The problem:
Output the material exactly, but drop every image it holds.

── Dataset

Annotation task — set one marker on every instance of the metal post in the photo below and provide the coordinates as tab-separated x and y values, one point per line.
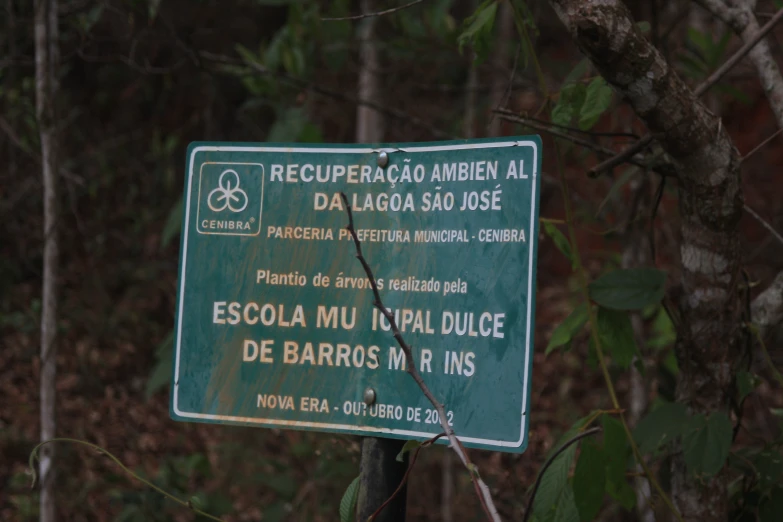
380	475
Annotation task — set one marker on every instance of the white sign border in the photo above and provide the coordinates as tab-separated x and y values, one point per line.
348	427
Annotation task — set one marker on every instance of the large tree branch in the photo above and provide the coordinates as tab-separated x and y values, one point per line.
709	347
738	14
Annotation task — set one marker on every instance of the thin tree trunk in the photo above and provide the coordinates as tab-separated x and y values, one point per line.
708	347
369	122
46	59
636	254
500	59
380	472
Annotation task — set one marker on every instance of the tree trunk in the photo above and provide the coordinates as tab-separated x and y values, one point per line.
500	59
46	51
369	122
708	346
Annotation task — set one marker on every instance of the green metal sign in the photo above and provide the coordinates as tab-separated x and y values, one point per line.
275	324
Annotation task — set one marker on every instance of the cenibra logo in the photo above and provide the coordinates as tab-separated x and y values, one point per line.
228	195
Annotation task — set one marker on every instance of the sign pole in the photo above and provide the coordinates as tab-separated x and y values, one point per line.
380	476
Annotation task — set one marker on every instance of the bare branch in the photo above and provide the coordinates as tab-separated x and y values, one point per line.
761	145
377	13
664	169
701	89
738	14
312	87
764	223
481	488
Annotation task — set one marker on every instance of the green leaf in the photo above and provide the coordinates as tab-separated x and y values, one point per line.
616	333
559	239
746	383
553	482
568	328
569	104
590	481
661	426
348	502
478	29
577	73
623	493
173	224
408	447
706	448
597	100
566	509
629	288
616	449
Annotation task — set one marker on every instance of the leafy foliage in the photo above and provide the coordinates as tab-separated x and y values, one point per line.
553	483
629	288
477	29
598	98
616	332
590	480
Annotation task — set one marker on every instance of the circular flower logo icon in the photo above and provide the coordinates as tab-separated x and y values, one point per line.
227	195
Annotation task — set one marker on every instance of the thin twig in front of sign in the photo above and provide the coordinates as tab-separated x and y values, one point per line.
404	480
481	488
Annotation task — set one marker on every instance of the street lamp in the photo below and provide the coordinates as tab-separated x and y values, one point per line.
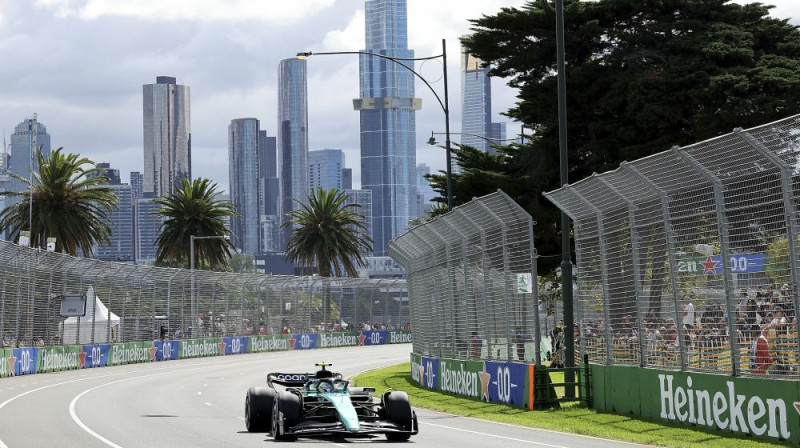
192	239
444	104
432	141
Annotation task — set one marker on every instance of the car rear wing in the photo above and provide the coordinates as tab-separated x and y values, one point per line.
289	379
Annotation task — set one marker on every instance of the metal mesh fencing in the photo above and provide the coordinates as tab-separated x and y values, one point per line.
471	277
135	303
688	259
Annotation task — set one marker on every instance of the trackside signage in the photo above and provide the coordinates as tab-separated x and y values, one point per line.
766	408
267	343
723	406
348	339
461	377
196	348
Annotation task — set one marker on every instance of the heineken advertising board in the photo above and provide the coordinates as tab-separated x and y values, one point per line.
94	355
267	343
761	407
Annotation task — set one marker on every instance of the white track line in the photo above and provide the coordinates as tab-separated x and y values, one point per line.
512	439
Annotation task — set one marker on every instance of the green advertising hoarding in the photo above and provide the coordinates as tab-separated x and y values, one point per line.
5	367
268	343
132	352
56	359
767	408
197	348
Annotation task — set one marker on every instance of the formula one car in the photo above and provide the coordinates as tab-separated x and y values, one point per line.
322	404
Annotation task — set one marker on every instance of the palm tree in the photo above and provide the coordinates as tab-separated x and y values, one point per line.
328	234
68	202
193	210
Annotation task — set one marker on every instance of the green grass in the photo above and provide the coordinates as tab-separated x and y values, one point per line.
571	418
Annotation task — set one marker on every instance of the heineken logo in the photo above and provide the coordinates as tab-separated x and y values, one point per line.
458	381
59	361
125	355
194	349
338	340
269	344
724	409
396	337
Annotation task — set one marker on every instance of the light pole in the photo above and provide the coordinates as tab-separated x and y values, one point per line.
192	239
444	104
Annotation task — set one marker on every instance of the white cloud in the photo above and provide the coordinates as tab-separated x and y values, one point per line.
190	10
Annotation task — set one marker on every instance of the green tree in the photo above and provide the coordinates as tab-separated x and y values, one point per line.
328	234
194	210
242	263
642	76
68	203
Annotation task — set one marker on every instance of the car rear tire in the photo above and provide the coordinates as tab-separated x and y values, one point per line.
398	411
288	407
258	409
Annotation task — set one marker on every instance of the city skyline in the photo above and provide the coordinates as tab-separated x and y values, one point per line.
55	65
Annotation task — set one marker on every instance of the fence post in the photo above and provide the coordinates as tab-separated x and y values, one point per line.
673	262
637	274
722	228
603	273
790	213
506	273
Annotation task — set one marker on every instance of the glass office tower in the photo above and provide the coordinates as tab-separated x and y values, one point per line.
167	135
243	174
292	136
387	106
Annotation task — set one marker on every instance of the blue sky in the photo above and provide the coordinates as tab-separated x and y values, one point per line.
80	64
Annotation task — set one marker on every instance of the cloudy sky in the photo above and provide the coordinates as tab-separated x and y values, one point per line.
81	64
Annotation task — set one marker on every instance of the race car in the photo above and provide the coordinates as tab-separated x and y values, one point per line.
323	404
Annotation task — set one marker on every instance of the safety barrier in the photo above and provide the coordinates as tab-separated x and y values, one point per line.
518	384
31	360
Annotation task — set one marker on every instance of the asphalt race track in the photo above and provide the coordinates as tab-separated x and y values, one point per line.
199	403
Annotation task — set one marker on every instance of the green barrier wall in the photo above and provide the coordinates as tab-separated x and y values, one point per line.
196	348
56	359
5	368
764	408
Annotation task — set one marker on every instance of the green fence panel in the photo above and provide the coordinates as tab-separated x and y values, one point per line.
132	352
761	407
268	343
197	348
56	359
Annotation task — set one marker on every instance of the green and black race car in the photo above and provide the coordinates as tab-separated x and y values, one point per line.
322	404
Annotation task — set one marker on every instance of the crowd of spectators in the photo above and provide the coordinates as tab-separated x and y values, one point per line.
764	324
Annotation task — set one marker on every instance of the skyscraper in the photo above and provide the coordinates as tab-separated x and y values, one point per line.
21	162
476	105
325	169
292	135
167	135
121	222
243	170
387	107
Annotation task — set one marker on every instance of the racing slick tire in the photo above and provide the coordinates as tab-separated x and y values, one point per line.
286	406
258	409
398	411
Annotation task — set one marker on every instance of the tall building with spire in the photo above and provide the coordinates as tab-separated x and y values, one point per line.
167	135
388	128
476	105
292	136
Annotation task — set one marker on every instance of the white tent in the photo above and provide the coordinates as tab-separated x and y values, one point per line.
78	330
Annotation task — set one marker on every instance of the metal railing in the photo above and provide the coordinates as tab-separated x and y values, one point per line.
136	303
471	277
685	258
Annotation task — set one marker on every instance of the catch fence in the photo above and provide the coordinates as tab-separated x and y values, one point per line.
471	277
128	302
685	258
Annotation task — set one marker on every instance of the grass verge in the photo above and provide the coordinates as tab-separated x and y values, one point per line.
571	418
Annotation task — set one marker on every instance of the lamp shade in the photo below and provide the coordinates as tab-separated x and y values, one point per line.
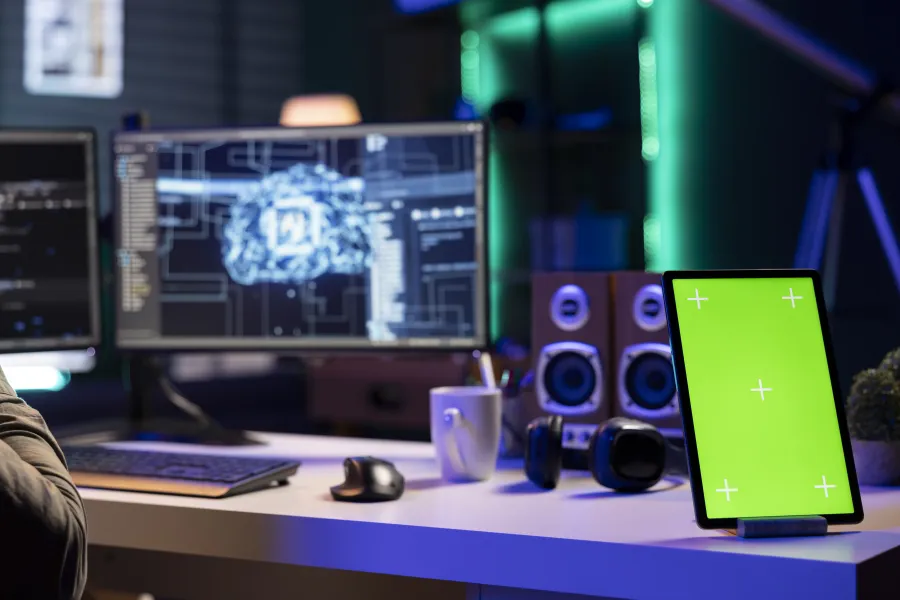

────

Solution to the exercise:
Annotation task — set one marker on every instance of the metal post in the photo below and provide the coordinates as tab-separated x and y values, one point per line.
380	475
Annotation task — set one marker on every instance of the white sign border in the photo above and provide the coordinates as tab-separated x and y values, one point per line.
348	427
Annotation task — set one marker on every instance of the large tree branch in the photo above and provide the coordinates as tab-separated x and y values, one point per line.
709	347
738	14
Annotation task — set one marker on every instance of the thin tree trunk in the photo above and provide the coordinates as tab-separated x and y values, one point per line.
708	347
369	122
46	59
636	254
500	59
380	472
Annotation task — set one marker on every instance of the tree trunk in the photo above and provide the coordinates as tab-separated x and y values, one point per line.
500	59
46	51
369	122
708	346
Annotation task — set one marker on every instance of the green metal sign in the photo above and provide the coordinates as tab-separated x and y values, one point per line.
275	324
Annotation task — set one marker on every instance of the cenibra logo in the photo above and provide the coordinates as tab-separated x and y values, one point per line.
228	195
Annotation task — set one marker on every instance of the sign pole in the photo above and provide the coordinates as tab-separated x and y values, one point per line.
380	476
Annotation task — set one marker on every instance of the bare branch in the photo above and provide the coordinates as tab-separated x and y values, one point per line.
761	145
377	13
664	169
701	89
738	14
312	87
764	223
481	488
Annotation task — set one marker on every instance of the green leaf in the photo above and provide the coordinates as tab-separated x and y values, one point per line.
616	333
559	239
746	383
553	482
568	328
569	104
590	481
661	426
348	502
478	29
577	73
623	493
173	224
408	447
706	448
597	100
566	509
629	288
616	449
Annotation task — set one marker on every instance of the leafy foliage in the photo above and provide the coordinates as tab-separated x and y values, one point per line.
553	483
629	288
477	29
598	98
616	332
590	480
Annotation task — set one marker on every instance of the circular flower logo icon in the photo above and provide the coordinates as tab-separated x and y values, one point per line.
227	195
Annotation task — set one marker on every instance of the thin twig in front of sign in the photo above and provide the coordinates as tab-separated x and y values, one point per line.
404	480
481	488
Annotation task — set one marker on every instance of the street lamp in the photo below and provide the coordinates as tab-separated x and y values, one point per line.
192	239
444	104
432	141
Annotation task — set one marker on every instance of the car rear wing in the photo above and provide the coordinates as tab-separated x and y values, one point per line.
289	379
Annotation task — set one marker on every instance of the metal mesh fencing in the photo above and provide the coordinates as tab-separated x and y values, one point per line.
471	277
135	303
688	259
Annotation task — set one marker on every instance of the trackside signage in the photo above and provide the coordinates as tab-separated x and y values, one point per line.
766	408
267	343
723	406
348	339
461	377
196	348
Annotation task — set one marker on every instance of the heineken advertising board in the photo above and provide the coordinates as tab-separated x and y values, one point per line.
94	355
267	343
761	407
Annotation task — set one marker on every instance of the white track line in the photo above and provide the coordinates as tab-separated x and y values, one point per line.
512	439
Annotation task — set one marker on every instance of the green advertising hoarding in the photo above and provide the coordinates as tab-separated x and y values, one point per line.
5	367
268	343
132	352
56	359
767	408
197	348
Annotation task — set one marker on every instance of the formula one car in the photo above and provide the coordinates as tab-separated x and y values, one point per line.
322	404
Annotation task — set one marker on every instance of the palm tree in the photo above and provide the coordinates as tab-separated x and y values, one point per line.
328	234
68	202
193	210
Annotation task — set one marker on every instance of the green grass in the photo above and provide the coordinates as tab-separated x and y values, one point per line.
571	418
Annotation task — set one marker on every instance of the heineken logo in the photo above and provide the coordinates as tab-separated x and y values, one point per line.
458	381
59	361
125	355
194	349
338	340
269	344
724	409
396	337
Annotation task — set one marker on every instance of the light pole in the photo above and provide the coordinates as tab-separated x and y values, one point per line.
192	239
444	104
Annotation task — set one marker on every instance of the white cloud in the photo above and provide the coordinates as tab-separated x and y values, one point per line.
190	10
Annotation task — set one marker on every instance of the green tree in the photo above and provide the coordinates as tab-separated x and y values, one point per line.
328	234
194	210
242	263
642	76
68	203
Annotation task — set one marker on every instance of the car rear tire in the photo above and provide the coordinates as tab-separated x and y values, one point per line.
398	411
288	407
258	409
Annotation task — set one marker on every instance of the city skyline in the photo above and provide the coordinates as tab-separated x and y values, one point per line.
55	65
Annotation task — set one marker on every instance of the fence post in the photo above and provide the coordinates as tab-separated x and y values, one point per line.
673	262
637	274
722	228
603	273
790	213
506	273
Annotation task — set one marker on every instance of the glass office tower in the photo above and provide the coordinates as tab-separated x and y values, one point per line.
167	135
243	174
292	136
387	106
Annotation task — set one marker on every instance of the blue sky in the photo above and provide the coordinates as tab-separated x and y values, one point per line.
80	64
Annotation task — set one marker on every instance of the cloudy sky in the photo above and provide the coordinates as tab-separated x and y values, one point per line.
81	64
Annotation task — set one marker on every instance of the race car in the photo above and provide the coordinates as tab-separated x and y values, one point per line.
323	404
Annotation task — set one marker on every instance of the safety barrier in the photo above and provide the coordinates as tab-separated x and y values, one point per line.
518	384
31	360
Annotation task — set one marker on every instance of the asphalt race track in the photo above and provide the coordinates as tab-separated x and y values, one point per line.
199	403
Annotation task — set one marker on every instance of the green barrier wall in the photo above and provide the coordinates as tab-separated x and y values, one point per line.
196	348
56	359
5	368
764	408
Annotation task — set one marker on every instance of the green fence panel in the photo above and provide the coordinates as tab-separated x and y values, one point per line.
132	352
761	407
268	343
197	348
56	359
Annotation task — set one marker on every instance of the green and black race car in the photo above and provide the coordinates as tab-separated x and y values, one point per line.
322	404
Annotation task — set one marker on every instance of the crowd of spectators in the photo above and provide the coordinates as tab-separated x and y values, one point per line.
764	324
Annotation task — set one marker on every instance of the skyscraper in the photo above and provide the coordinates as tab-separated x and y values, one point per line.
21	162
476	105
325	169
292	135
167	135
121	222
243	170
387	107
Annotation task — set one marker on every instance of the racing slick tire in the photo above and provide the coordinates as tab-separated x and y values, one point per line.
286	406
258	409
398	411
Annotation task — set one marker on every instance of the tall building with spire in the photo above and provide the coordinates as tab-separated x and y values, one point per line.
167	135
388	128
476	105
292	136
Annotation task — set one marker on every instance of the white tent in the photo above and provide the coordinates as tab-separated x and y values, one point per line.
78	330
Annotation task — set one marker on every instance of the metal railing in the photo above and provide the coordinates as tab-separated x and y values, one point per line.
136	303
471	277
685	258
Annotation task — set one marker on every instance of the catch fence in the photo above and provide the coordinates as tab-separated x and y values, one point per line.
471	277
128	302
685	258
Annotation task — set one marker on every instance of the grass verge in the photo above and provide the coordinates as tab-separated x and y values, one point per line.
571	418
Annotation task — set one marker on every instance of the lamp shade in the photo below and provide the coordinates as tab-separated x and y values, one point per line.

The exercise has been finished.